Brano di partenza ->

Nella strategia di difesa cibernetica del nostro Paese, resa sempre più urgente dall’incremento esponenziale degli attacchi cyber e dalla guerra in corso, il c.d. decreto Aiuti ha aggiunto un elemento fondamentale.

All’art. 37, il decreto prevede infatti che se il nostro Paese verrà colpito da un attacco cyber, potrà contrattaccare, ovvero adottare misure di intelligence di contrasto in situazioni di emergenza o di crisi a fronte di minacce alla sicurezza nazionale non fronteggiabili con sole misure di resilienza. Non più quindi, solo una strategia difensiva in prevenzione ed in contenimento dei danni, ma anche una strategia di contro attacco. La forza di questa disposizione, se da un lato ci aiuta a comprendere l’importanza della materia, che ormai non può e non deve restare confinata ai soli addetti ai lavori, ma riguarda la vita di chiunque, dall’altro lato si scontra contro quelli che sono e saranno dei limiti oggettivi alla portata della norma stessa. Innanzi tutto sarà necessario, prima di poter contrattaccare, sapere contro chi o che cosa sferrare l’attacco, e non è sempre agevole identificare i responsabili di un’incursione informatica che crea danni ai sistemi del Paese. In secondo luogo, è evidente che si dovrebbe trattare di una ritorsione analoga, dunque informatica, secondo il noto adagio “occhio per occhio”.

Ma la pericolosità degli attacchi informatici non è solamente di carattere economico: attaccare i sistemi informatici di un’azienda pubblica o di un ente serve non solo a mettere fuori uso la struttura cyber, ma può ed anzi nella maggior parte dei casi è proprio ciò che si verifica, creare danni nel mondo reale. Danni anche particolarmente ingenti, che possono tradursi addirittura nella perdita di vite umane. Si pensi, ad esempio, all’attacco ai danni di un grande ospedale, con interruzione del funzionamento delle macchine, che potrebbe tradursi nell’interruzione del servizio, ed anche di servizi vitali, per migliaia di pazienti e malati. Vero è che si tratterebbe di una strategia offensiva “virtuale” e non reale, ma se la norma costituzionale che ripudia la guerra come mezzo di risoluzione delle controversie resta valida e di rango superiore rispetto a qualsiasi decreto o legge inferiore, e così dovrebbe essere trattandosi di un principio fondamentale (art.11), come può raccordarsi con una autorizzazione a porre in essere “atti di guerra”, ancorché informatica, ed atti che possono mettere a repentaglio altrui vite?Un ulteriore problema riguarda la valutazione della gravità dell’evento che può giustificare un attacco ritorsivo.

Istruzioni ->
Traduci in inglese questa frase del brano sulla difesa cibernetica: "Danni anche particolarmente ingenti, che possono tradursi addirittura nella perdita di vite umane."

Dati ->
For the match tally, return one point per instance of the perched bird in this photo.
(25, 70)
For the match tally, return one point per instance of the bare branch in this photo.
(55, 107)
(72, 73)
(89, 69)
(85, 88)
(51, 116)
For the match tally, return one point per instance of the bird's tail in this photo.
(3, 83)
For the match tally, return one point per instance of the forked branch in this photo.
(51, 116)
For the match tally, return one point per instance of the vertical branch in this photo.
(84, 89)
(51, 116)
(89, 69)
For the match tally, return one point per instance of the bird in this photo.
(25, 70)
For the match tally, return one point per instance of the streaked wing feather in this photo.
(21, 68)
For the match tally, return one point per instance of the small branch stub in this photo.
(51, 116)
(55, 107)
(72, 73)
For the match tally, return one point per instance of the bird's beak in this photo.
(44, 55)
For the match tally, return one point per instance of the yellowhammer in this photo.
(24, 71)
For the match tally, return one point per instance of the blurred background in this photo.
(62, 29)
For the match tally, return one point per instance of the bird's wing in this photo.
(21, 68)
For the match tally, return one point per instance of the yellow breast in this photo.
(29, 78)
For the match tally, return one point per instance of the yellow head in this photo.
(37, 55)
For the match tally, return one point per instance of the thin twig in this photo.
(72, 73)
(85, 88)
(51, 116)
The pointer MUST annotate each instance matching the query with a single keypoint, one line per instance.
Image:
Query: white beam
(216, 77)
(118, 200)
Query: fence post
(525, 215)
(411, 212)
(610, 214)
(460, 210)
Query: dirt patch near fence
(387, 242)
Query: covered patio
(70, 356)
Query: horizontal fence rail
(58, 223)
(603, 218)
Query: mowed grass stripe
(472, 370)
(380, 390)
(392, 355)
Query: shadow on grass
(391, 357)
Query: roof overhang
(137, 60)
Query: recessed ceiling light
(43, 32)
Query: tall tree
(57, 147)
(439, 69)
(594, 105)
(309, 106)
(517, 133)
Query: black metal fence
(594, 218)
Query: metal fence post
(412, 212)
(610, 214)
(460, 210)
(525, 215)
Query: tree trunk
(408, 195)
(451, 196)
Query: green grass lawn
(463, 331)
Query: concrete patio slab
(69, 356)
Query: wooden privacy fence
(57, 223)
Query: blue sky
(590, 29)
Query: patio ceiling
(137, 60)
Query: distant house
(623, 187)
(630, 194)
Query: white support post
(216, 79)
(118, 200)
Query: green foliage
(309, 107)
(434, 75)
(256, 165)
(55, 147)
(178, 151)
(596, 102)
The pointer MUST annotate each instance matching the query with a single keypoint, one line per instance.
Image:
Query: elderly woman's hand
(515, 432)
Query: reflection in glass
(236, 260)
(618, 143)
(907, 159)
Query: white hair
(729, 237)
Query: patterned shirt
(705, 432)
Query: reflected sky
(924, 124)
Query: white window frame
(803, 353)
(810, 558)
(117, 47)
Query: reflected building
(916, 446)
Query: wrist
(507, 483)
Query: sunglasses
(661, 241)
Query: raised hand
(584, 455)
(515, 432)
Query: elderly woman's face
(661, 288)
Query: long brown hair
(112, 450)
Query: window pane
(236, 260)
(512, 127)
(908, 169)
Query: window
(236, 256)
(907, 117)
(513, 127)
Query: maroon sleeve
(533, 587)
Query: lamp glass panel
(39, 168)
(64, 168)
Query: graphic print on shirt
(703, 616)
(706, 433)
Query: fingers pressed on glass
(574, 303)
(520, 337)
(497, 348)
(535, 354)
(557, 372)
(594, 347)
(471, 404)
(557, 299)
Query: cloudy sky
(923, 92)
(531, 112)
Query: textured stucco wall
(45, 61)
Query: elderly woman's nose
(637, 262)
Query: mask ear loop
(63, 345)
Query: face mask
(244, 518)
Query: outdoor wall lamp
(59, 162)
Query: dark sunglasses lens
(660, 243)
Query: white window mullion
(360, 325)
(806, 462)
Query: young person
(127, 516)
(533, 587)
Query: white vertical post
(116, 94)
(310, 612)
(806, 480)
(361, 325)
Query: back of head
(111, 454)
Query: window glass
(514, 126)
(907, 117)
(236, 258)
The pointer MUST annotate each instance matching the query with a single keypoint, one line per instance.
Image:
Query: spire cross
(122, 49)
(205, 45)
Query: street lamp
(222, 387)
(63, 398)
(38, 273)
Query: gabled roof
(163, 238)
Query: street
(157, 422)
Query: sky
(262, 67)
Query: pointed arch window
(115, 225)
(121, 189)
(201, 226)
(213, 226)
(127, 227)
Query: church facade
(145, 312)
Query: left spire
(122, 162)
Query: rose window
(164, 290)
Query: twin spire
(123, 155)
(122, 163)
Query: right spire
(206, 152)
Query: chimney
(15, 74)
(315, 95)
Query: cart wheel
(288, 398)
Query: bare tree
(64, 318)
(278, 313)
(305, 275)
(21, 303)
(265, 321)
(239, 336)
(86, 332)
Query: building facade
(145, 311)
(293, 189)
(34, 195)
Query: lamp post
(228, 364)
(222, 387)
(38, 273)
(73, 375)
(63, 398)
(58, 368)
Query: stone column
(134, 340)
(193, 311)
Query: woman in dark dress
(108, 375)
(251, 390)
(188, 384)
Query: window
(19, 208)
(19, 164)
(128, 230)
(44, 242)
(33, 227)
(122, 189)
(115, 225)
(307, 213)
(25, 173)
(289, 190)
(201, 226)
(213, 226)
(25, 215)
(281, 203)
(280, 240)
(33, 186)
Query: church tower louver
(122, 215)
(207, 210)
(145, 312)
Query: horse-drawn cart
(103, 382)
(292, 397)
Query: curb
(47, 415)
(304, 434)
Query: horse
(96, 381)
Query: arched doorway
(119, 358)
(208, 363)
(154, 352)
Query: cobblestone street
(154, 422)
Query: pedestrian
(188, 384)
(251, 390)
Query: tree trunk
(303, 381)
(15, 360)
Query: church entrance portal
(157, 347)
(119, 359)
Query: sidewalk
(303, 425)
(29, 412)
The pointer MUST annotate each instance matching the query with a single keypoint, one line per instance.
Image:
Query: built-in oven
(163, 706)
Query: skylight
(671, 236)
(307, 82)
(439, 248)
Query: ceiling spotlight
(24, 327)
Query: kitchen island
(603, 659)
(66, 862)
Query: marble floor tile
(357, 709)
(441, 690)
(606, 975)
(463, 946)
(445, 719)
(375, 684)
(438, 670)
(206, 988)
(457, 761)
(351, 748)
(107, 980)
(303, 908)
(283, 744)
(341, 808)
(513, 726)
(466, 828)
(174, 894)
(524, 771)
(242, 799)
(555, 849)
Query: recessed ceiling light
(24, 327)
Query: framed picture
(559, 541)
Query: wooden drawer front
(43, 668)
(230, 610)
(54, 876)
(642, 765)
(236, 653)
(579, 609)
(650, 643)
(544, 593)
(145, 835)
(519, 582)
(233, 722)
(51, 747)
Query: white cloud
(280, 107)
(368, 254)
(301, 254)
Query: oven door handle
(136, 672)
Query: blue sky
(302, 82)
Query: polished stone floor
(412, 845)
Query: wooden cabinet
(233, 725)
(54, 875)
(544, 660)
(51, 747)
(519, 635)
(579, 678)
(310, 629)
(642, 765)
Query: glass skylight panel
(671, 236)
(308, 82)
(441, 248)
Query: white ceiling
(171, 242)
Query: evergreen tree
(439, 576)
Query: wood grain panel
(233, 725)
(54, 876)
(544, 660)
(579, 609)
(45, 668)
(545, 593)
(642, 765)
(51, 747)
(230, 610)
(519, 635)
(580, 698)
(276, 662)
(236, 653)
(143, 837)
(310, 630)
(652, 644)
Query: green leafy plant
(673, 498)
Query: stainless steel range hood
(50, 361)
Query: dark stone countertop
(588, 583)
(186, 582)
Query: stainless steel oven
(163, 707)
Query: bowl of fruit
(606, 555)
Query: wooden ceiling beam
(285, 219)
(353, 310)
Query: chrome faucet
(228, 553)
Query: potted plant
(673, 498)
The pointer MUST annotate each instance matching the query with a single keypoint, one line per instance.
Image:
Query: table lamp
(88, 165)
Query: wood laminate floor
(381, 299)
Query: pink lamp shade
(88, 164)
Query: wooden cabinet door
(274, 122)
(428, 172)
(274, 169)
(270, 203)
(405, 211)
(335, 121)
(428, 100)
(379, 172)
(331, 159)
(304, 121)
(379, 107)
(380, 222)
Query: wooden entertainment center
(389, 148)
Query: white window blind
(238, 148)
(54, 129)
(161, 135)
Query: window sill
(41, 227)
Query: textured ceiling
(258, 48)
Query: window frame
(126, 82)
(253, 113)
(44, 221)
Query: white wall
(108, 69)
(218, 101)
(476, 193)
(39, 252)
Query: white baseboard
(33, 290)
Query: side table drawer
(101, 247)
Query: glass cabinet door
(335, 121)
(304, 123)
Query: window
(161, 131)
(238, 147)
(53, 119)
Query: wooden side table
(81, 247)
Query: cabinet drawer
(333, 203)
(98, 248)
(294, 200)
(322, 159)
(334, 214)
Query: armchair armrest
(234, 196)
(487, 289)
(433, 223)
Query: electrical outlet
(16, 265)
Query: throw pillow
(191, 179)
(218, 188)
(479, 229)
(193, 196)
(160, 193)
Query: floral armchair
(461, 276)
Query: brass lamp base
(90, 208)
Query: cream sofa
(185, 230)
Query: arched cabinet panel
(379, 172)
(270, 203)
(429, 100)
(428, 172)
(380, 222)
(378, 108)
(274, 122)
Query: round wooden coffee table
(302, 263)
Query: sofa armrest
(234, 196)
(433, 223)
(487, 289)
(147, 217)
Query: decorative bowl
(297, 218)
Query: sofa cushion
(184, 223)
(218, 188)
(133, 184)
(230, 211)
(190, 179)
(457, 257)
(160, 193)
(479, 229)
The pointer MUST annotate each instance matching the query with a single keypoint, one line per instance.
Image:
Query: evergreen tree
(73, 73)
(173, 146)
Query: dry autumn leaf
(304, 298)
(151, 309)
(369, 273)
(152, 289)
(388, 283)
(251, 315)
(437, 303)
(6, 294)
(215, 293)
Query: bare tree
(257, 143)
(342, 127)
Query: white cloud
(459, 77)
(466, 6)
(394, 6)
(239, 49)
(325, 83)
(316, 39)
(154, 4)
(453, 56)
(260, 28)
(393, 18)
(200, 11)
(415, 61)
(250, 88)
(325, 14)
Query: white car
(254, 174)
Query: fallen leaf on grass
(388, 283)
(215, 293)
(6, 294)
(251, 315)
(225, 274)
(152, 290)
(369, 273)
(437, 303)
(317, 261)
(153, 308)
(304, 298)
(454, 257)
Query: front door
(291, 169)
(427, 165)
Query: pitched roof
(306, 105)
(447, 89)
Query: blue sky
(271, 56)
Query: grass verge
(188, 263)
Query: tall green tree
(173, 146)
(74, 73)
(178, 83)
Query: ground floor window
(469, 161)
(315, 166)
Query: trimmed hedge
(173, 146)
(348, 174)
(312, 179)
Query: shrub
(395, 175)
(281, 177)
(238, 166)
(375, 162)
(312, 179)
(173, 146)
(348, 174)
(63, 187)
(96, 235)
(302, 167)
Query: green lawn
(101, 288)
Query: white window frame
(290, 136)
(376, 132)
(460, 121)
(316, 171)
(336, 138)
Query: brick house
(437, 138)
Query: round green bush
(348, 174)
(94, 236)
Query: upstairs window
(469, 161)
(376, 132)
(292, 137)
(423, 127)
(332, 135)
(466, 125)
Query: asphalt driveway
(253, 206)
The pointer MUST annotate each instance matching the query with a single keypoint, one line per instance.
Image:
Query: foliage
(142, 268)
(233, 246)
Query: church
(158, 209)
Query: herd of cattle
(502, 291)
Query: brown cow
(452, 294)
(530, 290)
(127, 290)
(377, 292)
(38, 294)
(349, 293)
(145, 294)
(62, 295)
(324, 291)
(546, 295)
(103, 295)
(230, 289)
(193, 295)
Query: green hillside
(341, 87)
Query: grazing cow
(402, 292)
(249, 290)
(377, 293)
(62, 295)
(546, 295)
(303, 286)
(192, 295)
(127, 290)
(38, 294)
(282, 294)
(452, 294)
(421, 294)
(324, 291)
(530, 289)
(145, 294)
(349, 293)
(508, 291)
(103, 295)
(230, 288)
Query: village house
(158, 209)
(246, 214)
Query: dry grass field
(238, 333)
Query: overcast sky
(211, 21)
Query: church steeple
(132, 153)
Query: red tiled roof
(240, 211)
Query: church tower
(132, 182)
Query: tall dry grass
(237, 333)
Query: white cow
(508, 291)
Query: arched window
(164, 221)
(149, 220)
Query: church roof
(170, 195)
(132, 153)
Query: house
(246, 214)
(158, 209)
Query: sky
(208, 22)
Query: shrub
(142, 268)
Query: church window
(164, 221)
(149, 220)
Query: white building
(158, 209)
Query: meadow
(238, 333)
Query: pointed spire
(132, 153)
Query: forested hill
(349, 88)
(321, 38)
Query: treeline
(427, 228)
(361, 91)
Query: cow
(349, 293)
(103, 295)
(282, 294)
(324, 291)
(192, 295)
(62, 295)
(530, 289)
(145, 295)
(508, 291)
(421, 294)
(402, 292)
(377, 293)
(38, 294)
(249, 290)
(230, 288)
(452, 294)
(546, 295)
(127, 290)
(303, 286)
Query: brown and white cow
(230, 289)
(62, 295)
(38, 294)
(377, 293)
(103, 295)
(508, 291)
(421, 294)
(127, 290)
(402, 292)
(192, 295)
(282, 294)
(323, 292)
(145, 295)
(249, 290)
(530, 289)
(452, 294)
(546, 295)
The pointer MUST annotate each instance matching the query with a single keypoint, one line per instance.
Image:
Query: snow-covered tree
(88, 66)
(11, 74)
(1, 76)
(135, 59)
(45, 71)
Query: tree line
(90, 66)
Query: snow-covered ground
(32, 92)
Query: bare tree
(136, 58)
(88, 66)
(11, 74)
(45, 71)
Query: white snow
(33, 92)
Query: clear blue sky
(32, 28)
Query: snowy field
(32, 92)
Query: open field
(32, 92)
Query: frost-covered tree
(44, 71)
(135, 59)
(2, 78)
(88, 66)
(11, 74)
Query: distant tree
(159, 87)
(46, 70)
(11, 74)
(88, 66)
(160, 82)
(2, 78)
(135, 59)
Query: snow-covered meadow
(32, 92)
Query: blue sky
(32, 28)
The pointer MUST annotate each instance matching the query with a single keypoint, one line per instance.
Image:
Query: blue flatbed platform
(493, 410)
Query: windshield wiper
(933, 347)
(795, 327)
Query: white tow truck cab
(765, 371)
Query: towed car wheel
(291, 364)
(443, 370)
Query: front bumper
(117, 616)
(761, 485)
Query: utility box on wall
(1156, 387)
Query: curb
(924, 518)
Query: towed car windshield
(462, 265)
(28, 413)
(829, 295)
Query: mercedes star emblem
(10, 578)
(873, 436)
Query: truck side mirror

Risposta attesa ->
Damage that can be particularly severe, and can even result in the loss of human lives.